→ **Task data**
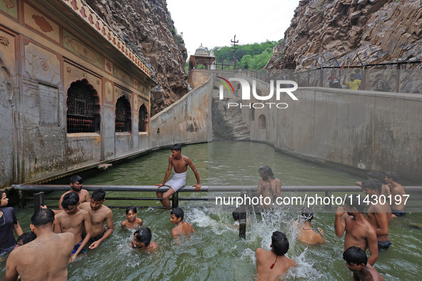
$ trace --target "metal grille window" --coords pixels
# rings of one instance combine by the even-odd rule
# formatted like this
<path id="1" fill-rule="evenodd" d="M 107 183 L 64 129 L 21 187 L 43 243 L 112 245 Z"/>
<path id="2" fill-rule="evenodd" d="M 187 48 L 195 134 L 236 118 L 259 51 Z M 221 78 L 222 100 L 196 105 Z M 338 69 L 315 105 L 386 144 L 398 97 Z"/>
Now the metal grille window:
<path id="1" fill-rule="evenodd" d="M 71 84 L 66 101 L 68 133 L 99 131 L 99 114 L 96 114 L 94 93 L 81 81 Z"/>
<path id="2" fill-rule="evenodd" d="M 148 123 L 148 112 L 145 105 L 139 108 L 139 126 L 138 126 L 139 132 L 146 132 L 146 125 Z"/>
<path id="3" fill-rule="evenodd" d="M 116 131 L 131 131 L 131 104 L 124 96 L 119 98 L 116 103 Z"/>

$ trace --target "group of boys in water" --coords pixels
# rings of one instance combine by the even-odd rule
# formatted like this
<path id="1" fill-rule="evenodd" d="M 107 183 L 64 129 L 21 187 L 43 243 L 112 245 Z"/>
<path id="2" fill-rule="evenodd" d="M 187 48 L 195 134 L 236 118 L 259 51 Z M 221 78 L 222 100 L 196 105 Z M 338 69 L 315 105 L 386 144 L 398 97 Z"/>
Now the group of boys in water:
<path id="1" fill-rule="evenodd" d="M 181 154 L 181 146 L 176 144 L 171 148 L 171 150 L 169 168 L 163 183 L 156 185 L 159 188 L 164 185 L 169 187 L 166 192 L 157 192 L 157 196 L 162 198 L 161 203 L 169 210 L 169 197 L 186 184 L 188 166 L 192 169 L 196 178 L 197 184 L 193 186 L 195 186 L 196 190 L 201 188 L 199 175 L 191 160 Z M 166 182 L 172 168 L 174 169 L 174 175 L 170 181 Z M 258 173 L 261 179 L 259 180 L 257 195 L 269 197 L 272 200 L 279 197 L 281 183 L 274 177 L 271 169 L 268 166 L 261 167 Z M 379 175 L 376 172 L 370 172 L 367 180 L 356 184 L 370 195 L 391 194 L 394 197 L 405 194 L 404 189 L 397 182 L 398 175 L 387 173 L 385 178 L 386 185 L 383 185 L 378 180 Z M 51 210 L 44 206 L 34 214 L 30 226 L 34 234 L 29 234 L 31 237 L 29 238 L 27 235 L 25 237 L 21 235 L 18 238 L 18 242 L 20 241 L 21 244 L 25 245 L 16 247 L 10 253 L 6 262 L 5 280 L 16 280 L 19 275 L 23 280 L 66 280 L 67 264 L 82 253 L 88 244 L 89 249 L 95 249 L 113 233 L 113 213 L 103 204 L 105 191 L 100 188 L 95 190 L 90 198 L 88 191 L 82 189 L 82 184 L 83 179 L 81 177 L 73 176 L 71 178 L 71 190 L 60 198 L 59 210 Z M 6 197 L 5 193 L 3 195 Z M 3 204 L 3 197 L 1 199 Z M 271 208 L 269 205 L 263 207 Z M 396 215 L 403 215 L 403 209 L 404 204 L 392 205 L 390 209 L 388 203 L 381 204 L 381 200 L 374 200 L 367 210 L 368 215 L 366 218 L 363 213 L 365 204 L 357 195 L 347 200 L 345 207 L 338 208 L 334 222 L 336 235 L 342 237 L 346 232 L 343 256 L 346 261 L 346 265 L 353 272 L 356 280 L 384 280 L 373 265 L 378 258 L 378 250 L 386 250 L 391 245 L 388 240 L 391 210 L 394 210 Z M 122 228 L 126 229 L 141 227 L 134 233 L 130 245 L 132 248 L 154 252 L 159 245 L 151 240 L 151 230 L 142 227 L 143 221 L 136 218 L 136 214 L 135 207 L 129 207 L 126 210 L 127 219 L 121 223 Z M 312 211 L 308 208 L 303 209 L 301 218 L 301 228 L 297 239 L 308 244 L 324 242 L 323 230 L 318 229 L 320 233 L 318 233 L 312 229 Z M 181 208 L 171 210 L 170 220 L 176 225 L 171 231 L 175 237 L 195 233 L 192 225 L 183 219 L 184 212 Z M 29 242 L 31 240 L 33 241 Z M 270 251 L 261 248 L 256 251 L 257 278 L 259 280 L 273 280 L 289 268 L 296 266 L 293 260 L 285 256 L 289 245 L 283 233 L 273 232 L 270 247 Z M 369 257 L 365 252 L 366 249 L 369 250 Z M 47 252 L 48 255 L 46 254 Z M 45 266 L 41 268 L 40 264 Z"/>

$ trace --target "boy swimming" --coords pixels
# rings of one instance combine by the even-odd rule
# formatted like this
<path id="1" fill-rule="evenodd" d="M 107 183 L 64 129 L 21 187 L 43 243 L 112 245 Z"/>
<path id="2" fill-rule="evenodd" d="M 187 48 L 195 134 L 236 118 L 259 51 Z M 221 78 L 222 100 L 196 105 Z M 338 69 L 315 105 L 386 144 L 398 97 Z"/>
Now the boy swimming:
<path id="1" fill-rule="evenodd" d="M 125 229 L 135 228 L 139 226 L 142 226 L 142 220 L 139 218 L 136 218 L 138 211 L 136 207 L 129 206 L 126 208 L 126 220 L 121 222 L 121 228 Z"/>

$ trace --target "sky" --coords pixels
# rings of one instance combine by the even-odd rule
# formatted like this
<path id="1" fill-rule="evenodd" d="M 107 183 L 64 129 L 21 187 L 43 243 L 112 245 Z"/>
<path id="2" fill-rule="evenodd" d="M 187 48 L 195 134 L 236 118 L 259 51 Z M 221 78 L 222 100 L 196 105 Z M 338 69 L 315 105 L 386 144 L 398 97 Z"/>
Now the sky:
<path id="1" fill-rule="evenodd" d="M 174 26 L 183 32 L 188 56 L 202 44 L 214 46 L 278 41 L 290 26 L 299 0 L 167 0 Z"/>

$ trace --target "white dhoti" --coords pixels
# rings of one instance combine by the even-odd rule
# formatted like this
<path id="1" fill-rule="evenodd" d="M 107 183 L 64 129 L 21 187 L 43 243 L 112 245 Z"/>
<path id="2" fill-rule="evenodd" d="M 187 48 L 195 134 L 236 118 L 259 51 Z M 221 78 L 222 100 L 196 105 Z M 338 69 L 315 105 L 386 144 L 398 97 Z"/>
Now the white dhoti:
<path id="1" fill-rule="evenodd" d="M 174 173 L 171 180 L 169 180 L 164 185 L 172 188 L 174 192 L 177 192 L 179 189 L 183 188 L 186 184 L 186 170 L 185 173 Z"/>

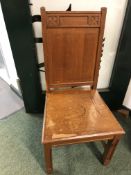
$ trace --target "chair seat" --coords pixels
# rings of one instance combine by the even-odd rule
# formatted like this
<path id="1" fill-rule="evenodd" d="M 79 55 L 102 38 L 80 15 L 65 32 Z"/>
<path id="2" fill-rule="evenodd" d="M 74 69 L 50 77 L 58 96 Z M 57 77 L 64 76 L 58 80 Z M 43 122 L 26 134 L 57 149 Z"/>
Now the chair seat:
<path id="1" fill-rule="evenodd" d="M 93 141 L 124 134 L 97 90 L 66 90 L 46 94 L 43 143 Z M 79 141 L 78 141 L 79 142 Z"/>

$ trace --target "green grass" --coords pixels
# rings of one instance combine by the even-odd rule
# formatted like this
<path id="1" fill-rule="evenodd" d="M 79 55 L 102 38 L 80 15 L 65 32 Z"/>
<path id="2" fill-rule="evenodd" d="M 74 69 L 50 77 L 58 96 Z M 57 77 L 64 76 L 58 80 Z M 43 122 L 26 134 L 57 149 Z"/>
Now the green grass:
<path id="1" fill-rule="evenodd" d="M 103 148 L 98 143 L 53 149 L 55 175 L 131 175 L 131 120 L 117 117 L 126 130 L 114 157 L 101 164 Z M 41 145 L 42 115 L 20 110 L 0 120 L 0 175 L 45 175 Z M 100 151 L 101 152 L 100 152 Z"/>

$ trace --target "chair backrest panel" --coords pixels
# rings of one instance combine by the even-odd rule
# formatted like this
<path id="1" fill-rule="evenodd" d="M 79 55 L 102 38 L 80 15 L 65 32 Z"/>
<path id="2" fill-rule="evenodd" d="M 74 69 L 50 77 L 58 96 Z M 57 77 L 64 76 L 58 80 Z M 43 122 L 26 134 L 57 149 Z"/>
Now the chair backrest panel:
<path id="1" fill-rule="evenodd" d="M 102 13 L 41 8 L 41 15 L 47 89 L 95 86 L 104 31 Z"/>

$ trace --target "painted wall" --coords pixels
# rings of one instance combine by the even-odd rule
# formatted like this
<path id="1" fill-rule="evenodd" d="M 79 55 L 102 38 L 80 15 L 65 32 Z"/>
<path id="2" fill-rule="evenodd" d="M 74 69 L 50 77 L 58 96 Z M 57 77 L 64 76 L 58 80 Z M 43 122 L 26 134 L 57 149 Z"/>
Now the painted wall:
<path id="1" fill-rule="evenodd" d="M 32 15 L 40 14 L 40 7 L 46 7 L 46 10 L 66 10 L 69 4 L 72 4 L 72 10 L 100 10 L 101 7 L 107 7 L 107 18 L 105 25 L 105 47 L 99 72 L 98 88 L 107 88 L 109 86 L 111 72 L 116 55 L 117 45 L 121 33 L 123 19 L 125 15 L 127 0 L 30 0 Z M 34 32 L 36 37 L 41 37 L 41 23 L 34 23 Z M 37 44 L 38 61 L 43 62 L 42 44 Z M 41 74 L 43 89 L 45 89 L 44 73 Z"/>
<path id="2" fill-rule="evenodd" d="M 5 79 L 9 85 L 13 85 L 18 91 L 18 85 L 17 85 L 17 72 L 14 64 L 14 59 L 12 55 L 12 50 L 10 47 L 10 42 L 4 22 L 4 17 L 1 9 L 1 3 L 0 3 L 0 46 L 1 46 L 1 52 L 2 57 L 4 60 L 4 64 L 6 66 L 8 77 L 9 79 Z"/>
---
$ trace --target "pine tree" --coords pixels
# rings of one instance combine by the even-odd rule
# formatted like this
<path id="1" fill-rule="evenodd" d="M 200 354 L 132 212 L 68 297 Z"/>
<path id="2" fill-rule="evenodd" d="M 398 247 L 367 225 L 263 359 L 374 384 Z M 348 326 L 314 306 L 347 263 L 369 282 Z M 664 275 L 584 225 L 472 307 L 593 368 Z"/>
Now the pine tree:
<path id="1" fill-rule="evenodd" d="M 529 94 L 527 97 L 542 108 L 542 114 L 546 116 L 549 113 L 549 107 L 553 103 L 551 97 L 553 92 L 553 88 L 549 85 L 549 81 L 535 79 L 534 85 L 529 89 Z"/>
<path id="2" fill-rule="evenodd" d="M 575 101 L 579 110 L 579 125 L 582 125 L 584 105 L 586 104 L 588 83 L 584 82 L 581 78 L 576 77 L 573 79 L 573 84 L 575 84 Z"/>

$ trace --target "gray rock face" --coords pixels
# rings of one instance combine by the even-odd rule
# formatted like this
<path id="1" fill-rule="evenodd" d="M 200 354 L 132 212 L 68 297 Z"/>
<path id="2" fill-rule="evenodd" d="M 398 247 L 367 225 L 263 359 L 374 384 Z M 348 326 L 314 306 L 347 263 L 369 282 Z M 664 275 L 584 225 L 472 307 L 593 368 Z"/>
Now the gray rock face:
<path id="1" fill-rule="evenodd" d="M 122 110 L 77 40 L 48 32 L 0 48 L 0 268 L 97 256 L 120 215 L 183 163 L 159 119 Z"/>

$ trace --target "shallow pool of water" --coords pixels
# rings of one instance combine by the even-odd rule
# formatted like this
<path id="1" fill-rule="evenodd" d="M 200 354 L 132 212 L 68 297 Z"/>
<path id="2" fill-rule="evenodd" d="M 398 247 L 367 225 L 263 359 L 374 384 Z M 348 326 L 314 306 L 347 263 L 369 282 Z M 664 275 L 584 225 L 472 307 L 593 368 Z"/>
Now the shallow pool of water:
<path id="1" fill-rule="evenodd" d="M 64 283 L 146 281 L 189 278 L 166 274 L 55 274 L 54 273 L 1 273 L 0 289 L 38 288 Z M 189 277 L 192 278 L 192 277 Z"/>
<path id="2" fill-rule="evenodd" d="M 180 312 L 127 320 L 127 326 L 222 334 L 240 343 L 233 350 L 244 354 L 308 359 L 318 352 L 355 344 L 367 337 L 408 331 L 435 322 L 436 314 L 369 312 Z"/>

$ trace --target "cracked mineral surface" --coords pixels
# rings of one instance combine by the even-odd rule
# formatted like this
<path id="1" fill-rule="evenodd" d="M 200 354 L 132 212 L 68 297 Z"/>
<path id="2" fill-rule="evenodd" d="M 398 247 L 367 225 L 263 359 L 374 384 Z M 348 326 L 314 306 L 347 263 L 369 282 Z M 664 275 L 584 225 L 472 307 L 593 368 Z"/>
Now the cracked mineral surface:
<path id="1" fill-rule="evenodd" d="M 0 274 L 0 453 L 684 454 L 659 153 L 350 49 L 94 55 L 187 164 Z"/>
...
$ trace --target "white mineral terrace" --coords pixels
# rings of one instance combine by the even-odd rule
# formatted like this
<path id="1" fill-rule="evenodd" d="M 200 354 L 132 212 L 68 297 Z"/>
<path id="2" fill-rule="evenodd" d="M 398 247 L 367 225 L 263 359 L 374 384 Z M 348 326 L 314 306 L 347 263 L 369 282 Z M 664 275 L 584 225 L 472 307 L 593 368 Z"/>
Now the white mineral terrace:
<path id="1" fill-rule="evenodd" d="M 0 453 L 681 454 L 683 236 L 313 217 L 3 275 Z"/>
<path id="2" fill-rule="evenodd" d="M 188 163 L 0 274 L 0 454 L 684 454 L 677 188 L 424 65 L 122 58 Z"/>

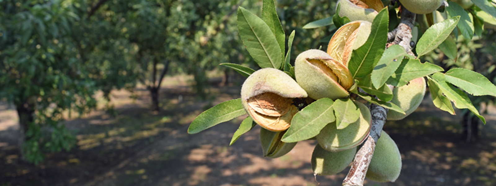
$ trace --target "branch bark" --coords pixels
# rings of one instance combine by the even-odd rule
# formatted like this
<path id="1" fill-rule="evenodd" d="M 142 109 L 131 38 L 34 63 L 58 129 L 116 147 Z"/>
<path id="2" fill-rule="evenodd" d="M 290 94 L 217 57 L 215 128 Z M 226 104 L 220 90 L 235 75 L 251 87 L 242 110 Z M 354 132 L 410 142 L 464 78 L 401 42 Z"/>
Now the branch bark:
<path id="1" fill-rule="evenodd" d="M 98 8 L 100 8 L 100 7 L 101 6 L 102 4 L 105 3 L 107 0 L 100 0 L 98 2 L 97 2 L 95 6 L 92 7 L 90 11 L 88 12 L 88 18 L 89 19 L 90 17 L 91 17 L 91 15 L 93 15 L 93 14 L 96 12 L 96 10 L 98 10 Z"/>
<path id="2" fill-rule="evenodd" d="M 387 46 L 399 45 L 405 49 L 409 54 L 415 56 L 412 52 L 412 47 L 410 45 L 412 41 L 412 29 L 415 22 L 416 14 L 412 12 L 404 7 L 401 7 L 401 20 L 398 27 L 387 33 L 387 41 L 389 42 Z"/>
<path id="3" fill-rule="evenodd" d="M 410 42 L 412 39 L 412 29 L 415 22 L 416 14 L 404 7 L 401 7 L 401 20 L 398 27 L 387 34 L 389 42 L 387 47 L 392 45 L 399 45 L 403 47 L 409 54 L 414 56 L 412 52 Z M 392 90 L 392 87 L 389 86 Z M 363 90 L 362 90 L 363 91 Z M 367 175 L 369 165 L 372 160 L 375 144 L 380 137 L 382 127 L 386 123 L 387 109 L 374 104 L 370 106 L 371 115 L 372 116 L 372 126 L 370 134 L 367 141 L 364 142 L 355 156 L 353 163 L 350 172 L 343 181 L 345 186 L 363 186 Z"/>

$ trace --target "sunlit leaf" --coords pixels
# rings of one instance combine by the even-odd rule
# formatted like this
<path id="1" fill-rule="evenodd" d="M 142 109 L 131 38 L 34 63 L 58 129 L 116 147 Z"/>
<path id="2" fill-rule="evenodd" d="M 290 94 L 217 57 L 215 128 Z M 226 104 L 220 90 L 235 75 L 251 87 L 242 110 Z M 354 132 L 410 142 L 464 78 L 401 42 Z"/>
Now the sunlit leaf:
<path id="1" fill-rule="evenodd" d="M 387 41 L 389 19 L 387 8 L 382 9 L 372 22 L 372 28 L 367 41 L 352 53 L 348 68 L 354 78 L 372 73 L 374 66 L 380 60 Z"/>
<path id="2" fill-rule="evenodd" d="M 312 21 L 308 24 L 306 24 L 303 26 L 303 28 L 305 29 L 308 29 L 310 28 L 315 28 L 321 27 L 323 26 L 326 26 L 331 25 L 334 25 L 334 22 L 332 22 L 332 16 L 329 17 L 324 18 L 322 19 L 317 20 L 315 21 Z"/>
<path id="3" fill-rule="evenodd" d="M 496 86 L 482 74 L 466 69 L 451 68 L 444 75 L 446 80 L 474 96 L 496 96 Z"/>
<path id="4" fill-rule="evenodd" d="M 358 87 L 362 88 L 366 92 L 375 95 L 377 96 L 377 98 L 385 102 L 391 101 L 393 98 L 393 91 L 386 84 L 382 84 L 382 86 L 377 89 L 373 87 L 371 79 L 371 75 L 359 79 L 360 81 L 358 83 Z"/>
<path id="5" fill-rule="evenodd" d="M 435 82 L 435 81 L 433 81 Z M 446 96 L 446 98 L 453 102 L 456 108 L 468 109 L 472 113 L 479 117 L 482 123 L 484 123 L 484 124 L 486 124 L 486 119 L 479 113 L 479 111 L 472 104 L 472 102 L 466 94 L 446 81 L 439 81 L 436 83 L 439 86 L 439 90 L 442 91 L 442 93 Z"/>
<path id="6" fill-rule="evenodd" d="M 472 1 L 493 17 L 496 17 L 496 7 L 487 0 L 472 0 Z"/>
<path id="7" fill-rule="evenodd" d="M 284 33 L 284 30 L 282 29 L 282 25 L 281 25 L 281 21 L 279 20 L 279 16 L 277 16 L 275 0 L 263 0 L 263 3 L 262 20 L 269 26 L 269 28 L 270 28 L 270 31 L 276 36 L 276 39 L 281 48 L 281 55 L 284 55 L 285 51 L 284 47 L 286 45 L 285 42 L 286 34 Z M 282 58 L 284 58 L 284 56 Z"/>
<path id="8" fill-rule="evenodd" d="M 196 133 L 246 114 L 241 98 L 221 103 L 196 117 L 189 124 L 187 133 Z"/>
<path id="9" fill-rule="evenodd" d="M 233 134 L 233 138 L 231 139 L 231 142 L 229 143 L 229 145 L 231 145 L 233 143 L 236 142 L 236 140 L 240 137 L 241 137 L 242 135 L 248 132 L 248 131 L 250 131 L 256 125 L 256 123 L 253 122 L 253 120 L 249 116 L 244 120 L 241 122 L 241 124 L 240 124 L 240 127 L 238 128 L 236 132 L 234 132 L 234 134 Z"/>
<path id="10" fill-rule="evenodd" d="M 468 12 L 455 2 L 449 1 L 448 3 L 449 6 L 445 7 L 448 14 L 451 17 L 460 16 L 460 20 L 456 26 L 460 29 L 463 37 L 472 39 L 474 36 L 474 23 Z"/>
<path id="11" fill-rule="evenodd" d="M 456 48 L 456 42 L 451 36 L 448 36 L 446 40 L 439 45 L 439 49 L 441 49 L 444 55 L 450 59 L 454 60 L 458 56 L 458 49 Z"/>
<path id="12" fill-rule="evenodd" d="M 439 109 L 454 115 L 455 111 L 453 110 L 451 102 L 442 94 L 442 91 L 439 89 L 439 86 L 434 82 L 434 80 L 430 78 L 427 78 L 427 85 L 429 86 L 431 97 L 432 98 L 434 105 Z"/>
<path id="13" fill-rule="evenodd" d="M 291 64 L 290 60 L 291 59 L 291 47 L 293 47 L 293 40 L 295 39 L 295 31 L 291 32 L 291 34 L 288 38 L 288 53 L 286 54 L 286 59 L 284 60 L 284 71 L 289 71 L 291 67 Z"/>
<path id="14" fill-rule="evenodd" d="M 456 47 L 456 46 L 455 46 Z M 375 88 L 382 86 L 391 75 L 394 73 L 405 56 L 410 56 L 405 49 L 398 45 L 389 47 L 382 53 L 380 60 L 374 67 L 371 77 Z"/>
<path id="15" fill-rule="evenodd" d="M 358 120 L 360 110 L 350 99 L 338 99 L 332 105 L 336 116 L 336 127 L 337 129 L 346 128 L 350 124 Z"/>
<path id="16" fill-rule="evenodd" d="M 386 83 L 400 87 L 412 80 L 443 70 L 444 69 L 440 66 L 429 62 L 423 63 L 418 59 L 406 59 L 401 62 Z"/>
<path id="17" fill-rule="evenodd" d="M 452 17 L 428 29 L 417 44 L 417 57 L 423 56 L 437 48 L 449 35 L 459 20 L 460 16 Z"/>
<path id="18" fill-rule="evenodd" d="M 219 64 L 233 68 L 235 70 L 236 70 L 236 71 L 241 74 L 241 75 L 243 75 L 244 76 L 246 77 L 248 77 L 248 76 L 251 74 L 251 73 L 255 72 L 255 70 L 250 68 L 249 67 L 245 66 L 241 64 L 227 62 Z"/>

→ **Your task**
Extract every line of the records that contains the string "surface", treating uppercase and lowercase letters as distinct.

→ **Final result**
$ trace --target "cracked mineral surface" --coords pixels
Now the cracked mineral surface:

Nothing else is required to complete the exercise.